What is required: Copy out every line from the records that includes "rings".

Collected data
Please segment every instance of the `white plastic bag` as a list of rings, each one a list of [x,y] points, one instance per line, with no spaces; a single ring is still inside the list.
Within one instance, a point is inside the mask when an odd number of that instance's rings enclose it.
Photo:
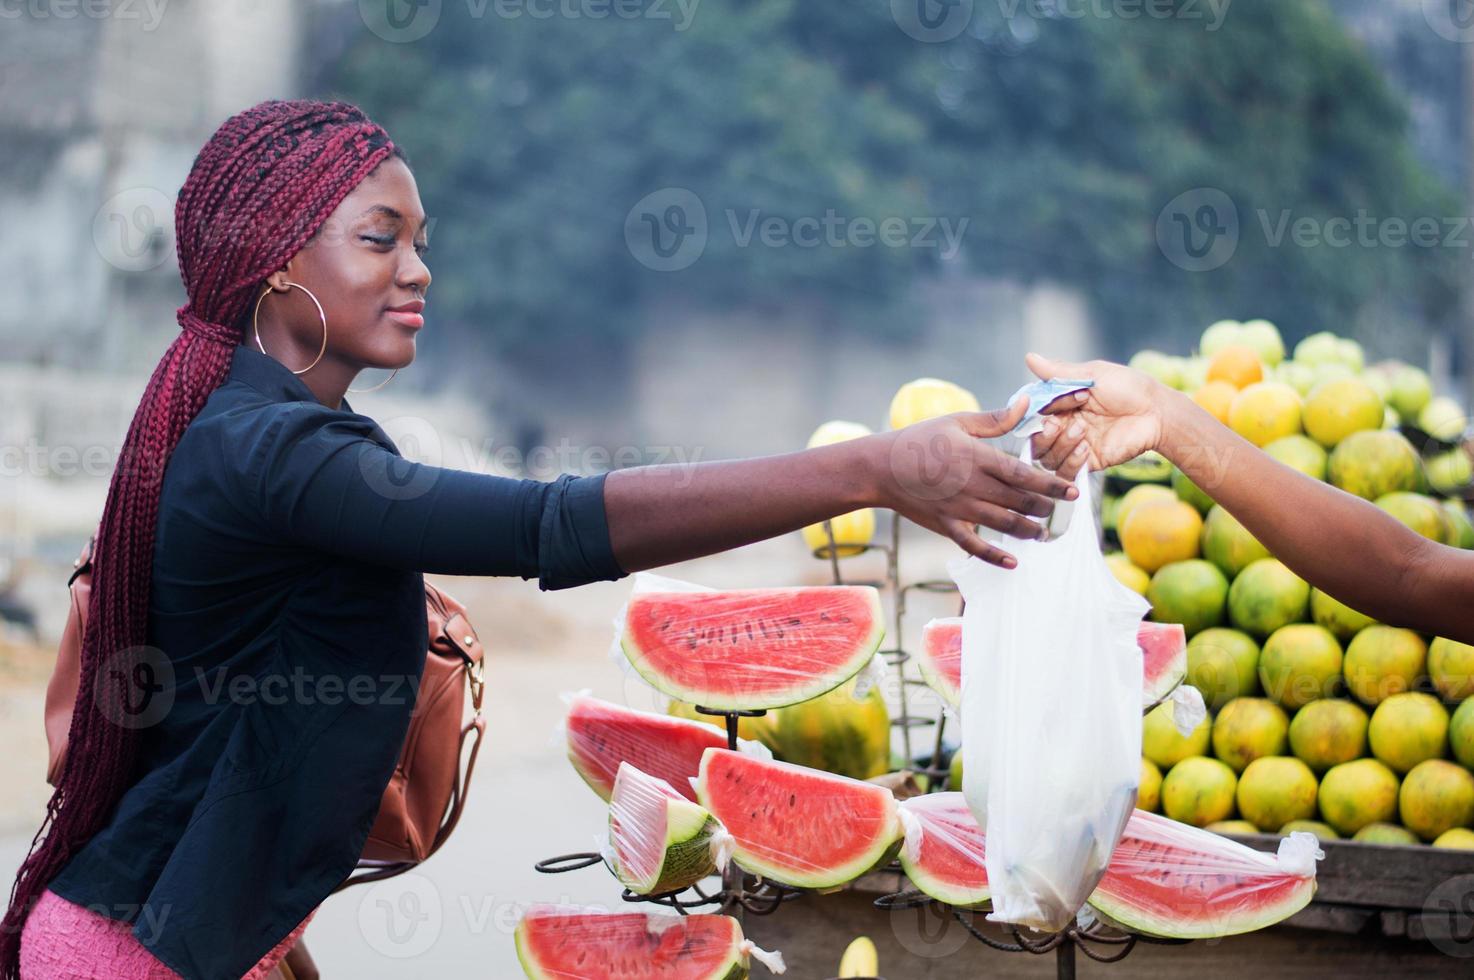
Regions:
[[[1075,485],[1062,536],[1008,542],[1016,569],[949,565],[967,602],[963,794],[987,833],[989,918],[1051,931],[1074,920],[1136,805],[1150,608],[1105,564],[1088,470]]]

Answer:
Please segment every instance of the `white plastic bag` as a list of rings, each one a list of [x,y] points, one instance per line, with no spaces; a single ring is still inside the list.
Within one instance, a point is inside the mask when an odd number of that instance's rings enclose it.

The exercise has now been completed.